### EXERCISE GOAL
How many lines in the material below contain the string "sofa"? Case counts. Reply with the number only.

### GIVEN DATA
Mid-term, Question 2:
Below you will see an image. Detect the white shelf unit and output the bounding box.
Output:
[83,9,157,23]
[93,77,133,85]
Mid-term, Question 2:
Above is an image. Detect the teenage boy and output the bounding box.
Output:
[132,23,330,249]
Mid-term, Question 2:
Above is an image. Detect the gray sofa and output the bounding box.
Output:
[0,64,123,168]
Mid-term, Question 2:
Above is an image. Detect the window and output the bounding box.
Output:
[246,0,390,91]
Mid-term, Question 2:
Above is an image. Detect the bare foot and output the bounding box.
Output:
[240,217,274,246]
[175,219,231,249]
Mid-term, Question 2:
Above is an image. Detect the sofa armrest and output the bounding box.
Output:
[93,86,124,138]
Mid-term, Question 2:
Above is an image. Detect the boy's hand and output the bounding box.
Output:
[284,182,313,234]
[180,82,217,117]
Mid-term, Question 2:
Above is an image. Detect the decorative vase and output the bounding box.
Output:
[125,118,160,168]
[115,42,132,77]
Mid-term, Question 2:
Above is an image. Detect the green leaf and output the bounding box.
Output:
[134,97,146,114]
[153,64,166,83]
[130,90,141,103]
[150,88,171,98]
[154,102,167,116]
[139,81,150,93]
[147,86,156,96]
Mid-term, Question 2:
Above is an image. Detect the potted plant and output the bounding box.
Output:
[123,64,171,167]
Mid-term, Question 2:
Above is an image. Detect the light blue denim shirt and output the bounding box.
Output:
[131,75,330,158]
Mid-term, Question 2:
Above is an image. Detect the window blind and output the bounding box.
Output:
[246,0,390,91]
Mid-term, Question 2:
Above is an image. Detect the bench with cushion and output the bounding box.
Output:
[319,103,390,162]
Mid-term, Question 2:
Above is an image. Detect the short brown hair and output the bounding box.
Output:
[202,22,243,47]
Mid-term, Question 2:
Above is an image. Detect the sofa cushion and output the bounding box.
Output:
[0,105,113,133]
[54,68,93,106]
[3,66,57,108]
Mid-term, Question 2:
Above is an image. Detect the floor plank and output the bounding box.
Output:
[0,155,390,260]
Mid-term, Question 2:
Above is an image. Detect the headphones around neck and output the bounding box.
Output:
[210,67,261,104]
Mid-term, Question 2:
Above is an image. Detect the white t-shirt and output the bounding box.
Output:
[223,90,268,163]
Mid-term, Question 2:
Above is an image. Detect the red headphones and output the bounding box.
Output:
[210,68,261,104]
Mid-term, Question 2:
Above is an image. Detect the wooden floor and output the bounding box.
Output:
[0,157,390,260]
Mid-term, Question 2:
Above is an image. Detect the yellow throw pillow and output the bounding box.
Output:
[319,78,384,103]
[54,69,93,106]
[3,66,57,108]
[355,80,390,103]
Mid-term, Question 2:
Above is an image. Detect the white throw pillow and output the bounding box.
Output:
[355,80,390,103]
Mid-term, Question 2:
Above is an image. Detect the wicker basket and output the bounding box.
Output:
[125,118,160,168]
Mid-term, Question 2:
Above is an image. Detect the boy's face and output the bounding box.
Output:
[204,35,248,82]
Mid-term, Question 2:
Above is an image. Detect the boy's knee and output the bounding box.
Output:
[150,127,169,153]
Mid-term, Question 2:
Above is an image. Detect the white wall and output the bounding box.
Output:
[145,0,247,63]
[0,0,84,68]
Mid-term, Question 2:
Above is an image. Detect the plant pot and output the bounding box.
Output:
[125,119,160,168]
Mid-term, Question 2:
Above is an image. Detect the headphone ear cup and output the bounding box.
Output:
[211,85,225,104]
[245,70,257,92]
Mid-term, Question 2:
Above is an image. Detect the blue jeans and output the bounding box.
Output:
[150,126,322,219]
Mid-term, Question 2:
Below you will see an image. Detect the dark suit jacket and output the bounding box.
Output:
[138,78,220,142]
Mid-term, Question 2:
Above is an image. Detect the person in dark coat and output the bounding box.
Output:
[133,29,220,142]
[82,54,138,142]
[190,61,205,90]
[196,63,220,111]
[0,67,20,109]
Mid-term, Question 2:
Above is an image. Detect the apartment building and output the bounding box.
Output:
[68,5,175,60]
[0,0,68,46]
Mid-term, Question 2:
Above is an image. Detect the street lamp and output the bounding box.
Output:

### TASK RESULT
3